▶ _CONSIGNE 1_
Recopiez fidèlement le passage du dialogue entre Socrate et Gorgias en commençant à « Socrate. — Médecin, celui » et en terminant à « Gorgias. — Sans doute. ».
▶ _CONSIGNE 2_
Dans le dialogue entre Socrate et Gorgias, que répond Gorgias quand Socrate demande si celui qui sait le juste est juste ?

▶ _TEXTE AFFICHÉ_
══════
Gorgias. — Parfaitement.
b Socrate. — Mais quoi ? Celui qui a appris l’architecture est architecte, n’est-il pas vrai ?
Gorgias. — Oui.
Socrate. — Et musicien, celui qui a appris la musique ?
Gorgias. — Oui.
Socrate. — Médecin, celui qui a appris la médecine, et ainsi de suite : quand on a appris une chose, on acquiert la qualité que confère la science de cette chose ?
Gorgias. — Évidemment.
Socrate. — À ce compte, celui qui sait le juste est juste ?
Gorgias. — Sans doute.
Socrate. — Et celui qui est juste agit selon la justice ?
Gorgias. — Oui.
c [Socrate. — Ainsi, l’homme qui sait la rhétorique est nécessairement juste, et le juste ne peut vouloir agir que justement ?
Gorgias. — Il y a apparence.
Socrate. — L’homme juste ne saurait, par conséquent, vouloir commettre l’injustice.
Gorgias. — Nécessairement[1].]
Socrate. — Or, l’orateur, d’après ce que nous avons dit, est nécessairement juste ?
Gorgias. — Oui.
Socrate. — Par conséquent, il ne saurait vouloir commettre l’injustice.
══════
▶ _LIGNES ENREGISTRÉES_
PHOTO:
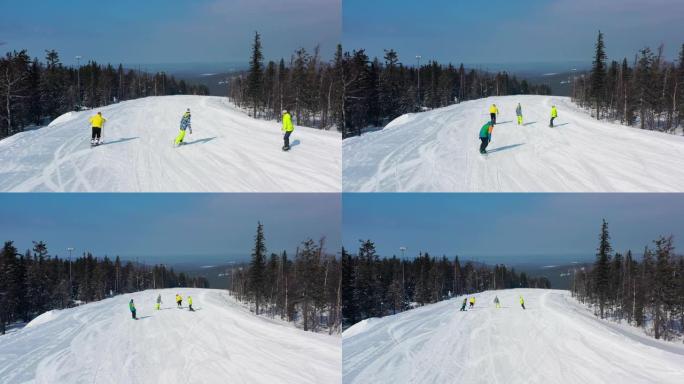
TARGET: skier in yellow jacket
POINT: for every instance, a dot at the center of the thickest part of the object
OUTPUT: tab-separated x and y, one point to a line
97	123
184	125
287	129
493	113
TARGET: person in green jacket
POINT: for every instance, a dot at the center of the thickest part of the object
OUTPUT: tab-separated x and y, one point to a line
486	136
131	306
554	115
287	129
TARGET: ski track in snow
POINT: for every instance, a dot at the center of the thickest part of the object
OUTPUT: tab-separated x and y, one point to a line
220	342
555	340
227	152
437	151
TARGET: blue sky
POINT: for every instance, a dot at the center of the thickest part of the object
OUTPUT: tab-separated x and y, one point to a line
504	31
503	227
168	224
168	31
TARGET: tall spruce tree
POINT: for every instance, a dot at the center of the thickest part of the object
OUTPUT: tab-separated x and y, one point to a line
598	75
602	268
257	270
256	74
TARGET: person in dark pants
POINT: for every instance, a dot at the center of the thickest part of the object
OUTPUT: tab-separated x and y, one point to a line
493	112
288	127
486	136
554	115
96	123
131	306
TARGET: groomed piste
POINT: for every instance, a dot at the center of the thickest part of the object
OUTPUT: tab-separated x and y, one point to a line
227	152
554	340
438	151
221	342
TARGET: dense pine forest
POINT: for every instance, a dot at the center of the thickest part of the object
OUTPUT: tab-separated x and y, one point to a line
647	293
646	91
353	91
375	287
35	282
33	92
305	289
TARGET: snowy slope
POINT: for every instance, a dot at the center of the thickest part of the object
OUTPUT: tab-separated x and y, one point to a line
555	340
227	152
438	151
219	343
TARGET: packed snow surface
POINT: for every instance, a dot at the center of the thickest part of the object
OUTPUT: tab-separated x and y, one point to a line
227	152
438	151
555	340
221	342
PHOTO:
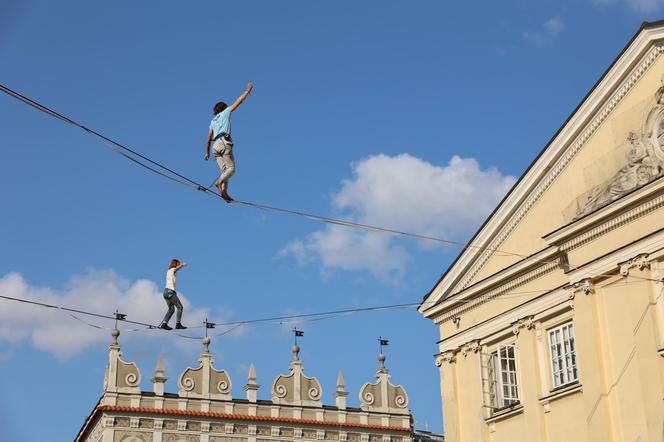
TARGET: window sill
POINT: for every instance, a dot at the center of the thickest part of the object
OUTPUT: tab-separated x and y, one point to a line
560	392
505	413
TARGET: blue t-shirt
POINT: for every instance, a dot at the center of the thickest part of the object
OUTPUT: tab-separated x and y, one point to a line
221	123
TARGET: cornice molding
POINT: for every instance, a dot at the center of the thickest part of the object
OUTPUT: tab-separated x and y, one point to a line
527	323
486	331
448	356
639	262
562	162
652	246
572	137
466	304
606	224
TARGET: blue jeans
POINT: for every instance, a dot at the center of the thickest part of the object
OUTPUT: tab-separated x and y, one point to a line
173	302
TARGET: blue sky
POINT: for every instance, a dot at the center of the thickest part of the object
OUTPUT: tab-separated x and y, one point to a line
415	116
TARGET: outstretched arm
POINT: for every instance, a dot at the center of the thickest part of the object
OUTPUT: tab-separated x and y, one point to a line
182	264
242	97
207	146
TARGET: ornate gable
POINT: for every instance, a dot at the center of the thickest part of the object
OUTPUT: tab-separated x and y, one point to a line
205	381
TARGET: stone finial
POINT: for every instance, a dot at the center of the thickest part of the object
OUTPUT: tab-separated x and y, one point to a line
296	388
383	396
205	382
340	394
251	386
159	379
120	376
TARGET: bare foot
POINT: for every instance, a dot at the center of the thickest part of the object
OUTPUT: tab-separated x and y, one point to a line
226	196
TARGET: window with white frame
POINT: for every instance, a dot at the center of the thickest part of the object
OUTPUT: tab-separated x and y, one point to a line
563	355
501	381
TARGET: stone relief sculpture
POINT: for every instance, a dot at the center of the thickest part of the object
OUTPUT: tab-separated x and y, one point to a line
645	161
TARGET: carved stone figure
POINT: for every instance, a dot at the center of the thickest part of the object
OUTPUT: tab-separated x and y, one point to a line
645	161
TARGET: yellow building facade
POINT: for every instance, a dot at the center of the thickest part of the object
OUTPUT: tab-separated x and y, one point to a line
552	319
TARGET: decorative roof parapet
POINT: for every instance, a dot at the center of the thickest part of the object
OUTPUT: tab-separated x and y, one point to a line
159	378
120	376
383	396
251	387
340	394
205	382
296	388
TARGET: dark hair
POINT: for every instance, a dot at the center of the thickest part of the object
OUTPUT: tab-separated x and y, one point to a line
219	107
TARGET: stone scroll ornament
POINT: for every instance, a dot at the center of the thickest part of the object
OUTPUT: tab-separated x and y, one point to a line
645	161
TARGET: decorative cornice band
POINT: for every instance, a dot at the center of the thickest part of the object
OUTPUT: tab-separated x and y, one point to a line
504	289
614	223
562	163
526	323
640	262
242	417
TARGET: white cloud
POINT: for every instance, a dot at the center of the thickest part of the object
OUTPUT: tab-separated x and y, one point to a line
636	5
549	31
55	331
403	193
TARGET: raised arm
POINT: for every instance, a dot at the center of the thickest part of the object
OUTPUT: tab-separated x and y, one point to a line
207	146
242	97
179	266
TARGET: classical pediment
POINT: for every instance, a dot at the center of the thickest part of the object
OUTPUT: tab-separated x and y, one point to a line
611	145
644	161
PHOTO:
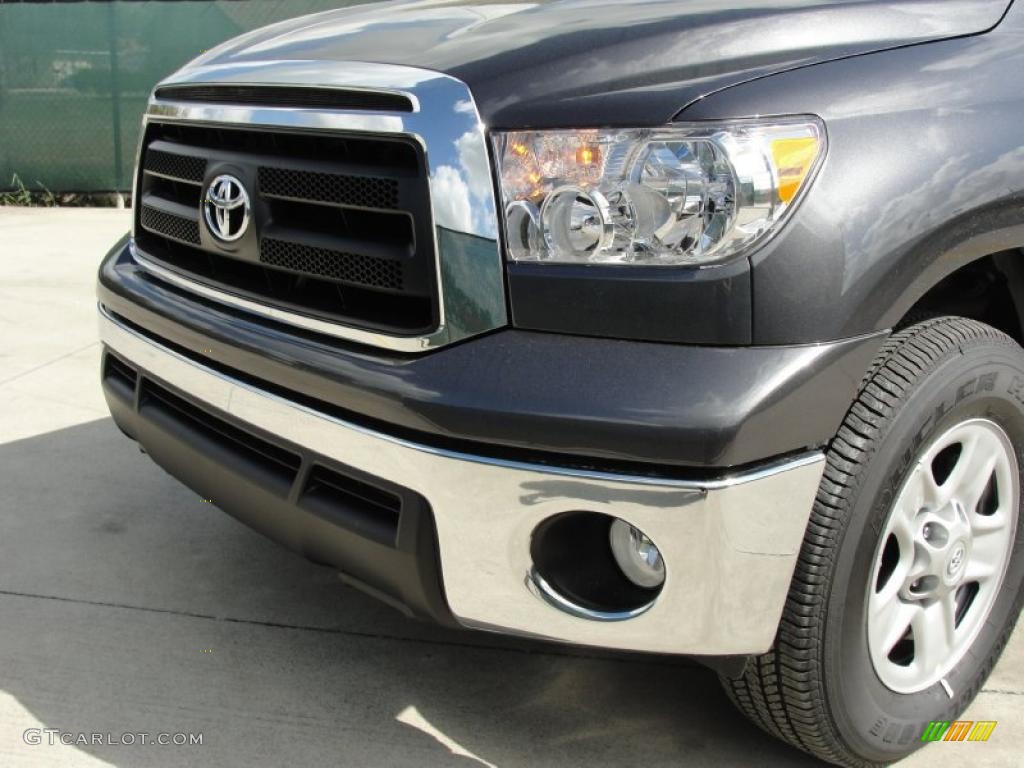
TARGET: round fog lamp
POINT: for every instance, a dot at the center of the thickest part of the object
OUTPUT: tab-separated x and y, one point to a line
639	559
577	223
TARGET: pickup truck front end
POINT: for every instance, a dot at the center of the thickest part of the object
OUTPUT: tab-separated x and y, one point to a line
498	349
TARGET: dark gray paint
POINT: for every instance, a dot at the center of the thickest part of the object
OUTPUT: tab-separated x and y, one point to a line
574	62
925	173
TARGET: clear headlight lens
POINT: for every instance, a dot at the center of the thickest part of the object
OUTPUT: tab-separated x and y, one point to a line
685	195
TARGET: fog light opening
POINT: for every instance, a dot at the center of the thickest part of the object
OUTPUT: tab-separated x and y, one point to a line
596	566
636	554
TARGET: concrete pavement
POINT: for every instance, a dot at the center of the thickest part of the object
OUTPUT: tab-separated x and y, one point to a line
128	605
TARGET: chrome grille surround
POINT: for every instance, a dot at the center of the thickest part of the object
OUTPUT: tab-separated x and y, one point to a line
444	122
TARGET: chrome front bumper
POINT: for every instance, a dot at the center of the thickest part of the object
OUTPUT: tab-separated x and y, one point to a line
730	545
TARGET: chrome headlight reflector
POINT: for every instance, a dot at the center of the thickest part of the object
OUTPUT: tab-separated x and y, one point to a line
693	194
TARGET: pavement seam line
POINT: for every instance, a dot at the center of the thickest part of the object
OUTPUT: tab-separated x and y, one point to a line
42	366
347	633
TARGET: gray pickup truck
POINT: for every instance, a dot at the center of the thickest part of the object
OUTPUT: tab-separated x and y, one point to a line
685	328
══════
▶ _CORRIGÉ DÉTAILLÉ 1_
Socrate. — Médecin, celui qui a appris la médecine, et ainsi de suite : quand on a appris une chose, on acquiert la qualité que confère la science de cette chose ?
Gorgias. — Évidemment.
Socrate. — À ce compte, celui qui sait le juste est juste ?
Gorgias. — Sans doute.

▶ _CORRIGÉ DÉTAILLÉ 2_
Gorgias répond : « Sans doute. »